*What to work on*. Set all of the entries down again precisely as they are written.

-- Data records follows --

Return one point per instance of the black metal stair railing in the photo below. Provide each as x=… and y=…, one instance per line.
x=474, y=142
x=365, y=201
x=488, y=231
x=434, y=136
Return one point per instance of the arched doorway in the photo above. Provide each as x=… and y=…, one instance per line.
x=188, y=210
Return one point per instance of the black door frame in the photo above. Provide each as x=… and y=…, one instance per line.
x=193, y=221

-- Data records concluded --

*Answer box*.
Return one point per instance of the black metal stair railing in the photo below. Provide each as x=… and y=…, one instance per line.
x=474, y=142
x=365, y=201
x=488, y=231
x=434, y=136
Return one point per instance of the arched doorway in the photo above. Provide each as x=… and y=…, one instance per line.
x=188, y=210
Return one point per instance of the black door frame in the photo above. Provide each as x=… and y=…, one instance per line.
x=193, y=221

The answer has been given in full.